[Items from a dataset]
[START]

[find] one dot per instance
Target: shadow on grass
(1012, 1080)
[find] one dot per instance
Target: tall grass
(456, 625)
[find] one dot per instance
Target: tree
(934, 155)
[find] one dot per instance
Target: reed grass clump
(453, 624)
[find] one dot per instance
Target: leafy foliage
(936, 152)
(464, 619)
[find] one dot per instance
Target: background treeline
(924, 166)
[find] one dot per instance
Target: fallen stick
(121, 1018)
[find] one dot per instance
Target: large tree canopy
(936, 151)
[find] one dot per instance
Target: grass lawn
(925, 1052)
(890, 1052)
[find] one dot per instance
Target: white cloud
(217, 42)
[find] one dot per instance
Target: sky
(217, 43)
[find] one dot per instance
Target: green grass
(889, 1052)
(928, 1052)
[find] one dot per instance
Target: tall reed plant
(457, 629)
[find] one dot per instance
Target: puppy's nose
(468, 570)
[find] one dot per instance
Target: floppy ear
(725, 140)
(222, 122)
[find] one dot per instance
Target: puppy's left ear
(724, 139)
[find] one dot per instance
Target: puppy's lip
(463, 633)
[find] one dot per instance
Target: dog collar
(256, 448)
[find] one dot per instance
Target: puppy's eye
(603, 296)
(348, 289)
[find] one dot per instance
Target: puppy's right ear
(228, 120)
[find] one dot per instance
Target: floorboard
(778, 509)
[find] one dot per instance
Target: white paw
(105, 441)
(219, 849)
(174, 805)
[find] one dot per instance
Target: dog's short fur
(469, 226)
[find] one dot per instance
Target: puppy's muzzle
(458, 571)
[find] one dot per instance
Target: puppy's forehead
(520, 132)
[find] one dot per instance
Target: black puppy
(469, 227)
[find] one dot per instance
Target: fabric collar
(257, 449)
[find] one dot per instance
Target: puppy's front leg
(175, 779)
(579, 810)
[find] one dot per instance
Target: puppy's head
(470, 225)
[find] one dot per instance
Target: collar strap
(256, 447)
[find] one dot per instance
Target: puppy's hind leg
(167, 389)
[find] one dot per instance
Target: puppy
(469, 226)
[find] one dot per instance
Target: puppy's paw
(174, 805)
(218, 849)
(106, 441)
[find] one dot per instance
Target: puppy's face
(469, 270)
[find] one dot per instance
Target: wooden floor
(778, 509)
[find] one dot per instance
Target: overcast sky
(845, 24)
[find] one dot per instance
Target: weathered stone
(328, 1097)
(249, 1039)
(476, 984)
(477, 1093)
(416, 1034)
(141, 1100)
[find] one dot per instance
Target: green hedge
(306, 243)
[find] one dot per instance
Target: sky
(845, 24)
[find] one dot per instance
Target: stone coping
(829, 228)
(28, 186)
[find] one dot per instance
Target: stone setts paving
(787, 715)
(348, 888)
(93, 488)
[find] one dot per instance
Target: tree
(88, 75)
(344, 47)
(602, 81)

[END]

◆ **Written instruction**
Every record shown above must be echoed exactly.

◆ **Written reply**
[find] one dot per instance
Target: shadow on grass
(1012, 1080)
[find] one dot per instance
Target: tall grass
(456, 625)
[find] one dot per instance
Target: tree
(934, 155)
[find] one dot per instance
Target: reed grass clump
(453, 624)
[find] one dot per instance
Target: leafy foliage
(936, 152)
(464, 619)
[find] one dot per instance
Target: background treeline
(924, 166)
[find] one dot per instance
Target: fallen stick
(121, 1018)
[find] one dot per instance
Target: large tree canopy
(936, 151)
[find] one dot per instance
Target: grass lawn
(925, 1052)
(890, 1052)
[find] one dot per instance
Target: white cloud
(217, 42)
[find] one dot per instance
Target: sky
(217, 43)
[find] one dot per instance
Target: green grass
(889, 1052)
(928, 1052)
[find] one dot per instance
Target: tall reed plant
(457, 629)
[find] one dot per instance
Target: puppy's nose
(468, 570)
[find] one dot per instance
Target: floppy ear
(725, 140)
(222, 122)
[find] one dot per instance
Target: puppy's left ear
(724, 139)
[find] one dot per instance
Target: puppy's lip
(463, 633)
[find] one dot per instance
Target: dog collar
(256, 448)
[find] one dot per instance
Target: puppy's eye
(603, 296)
(348, 289)
[find] one dot per instance
Target: puppy's right ear
(228, 120)
[find] one dot per instance
Target: floorboard
(778, 509)
[find] one dot per instance
Target: white paw
(105, 441)
(219, 849)
(174, 805)
[find] one dot per instance
Target: dog's short fur
(469, 226)
[find] one dot per instance
Target: puppy's muzzle
(458, 571)
[find] one dot per instance
Target: puppy's forehead
(520, 132)
[find] one dot per instance
Target: black puppy
(469, 227)
[find] one dot per instance
Target: fabric collar
(257, 449)
[find] one dot per instance
Target: puppy's front leg
(175, 779)
(579, 810)
[find] one dot per instance
Target: puppy's head
(470, 225)
[find] one dot per instance
Target: collar strap
(256, 447)
[find] one dot per instance
Target: puppy's hind leg
(167, 389)
[find] one dot per instance
Target: puppy
(469, 226)
[find] one dot per instance
Target: puppy's paw
(174, 805)
(218, 849)
(106, 441)
[find] one dot per instance
Target: puppy's face
(469, 270)
[find] one dot per instance
Target: wooden floor
(778, 509)
[find] one dot per instance
Target: overcast sky
(845, 24)
[find] one dot per instance
Target: weathered stone
(328, 1097)
(249, 1039)
(476, 984)
(477, 1093)
(416, 1034)
(141, 1100)
[find] one dot per instance
Target: green hedge
(306, 243)
[find] one dot per instance
Target: sky
(845, 24)
[find] one dot per instance
Target: stone coping
(829, 228)
(28, 186)
[find] one dot per instance
Target: stone setts paving
(787, 715)
(348, 888)
(93, 488)
[find] one dot per instance
Target: tree
(88, 75)
(344, 47)
(602, 81)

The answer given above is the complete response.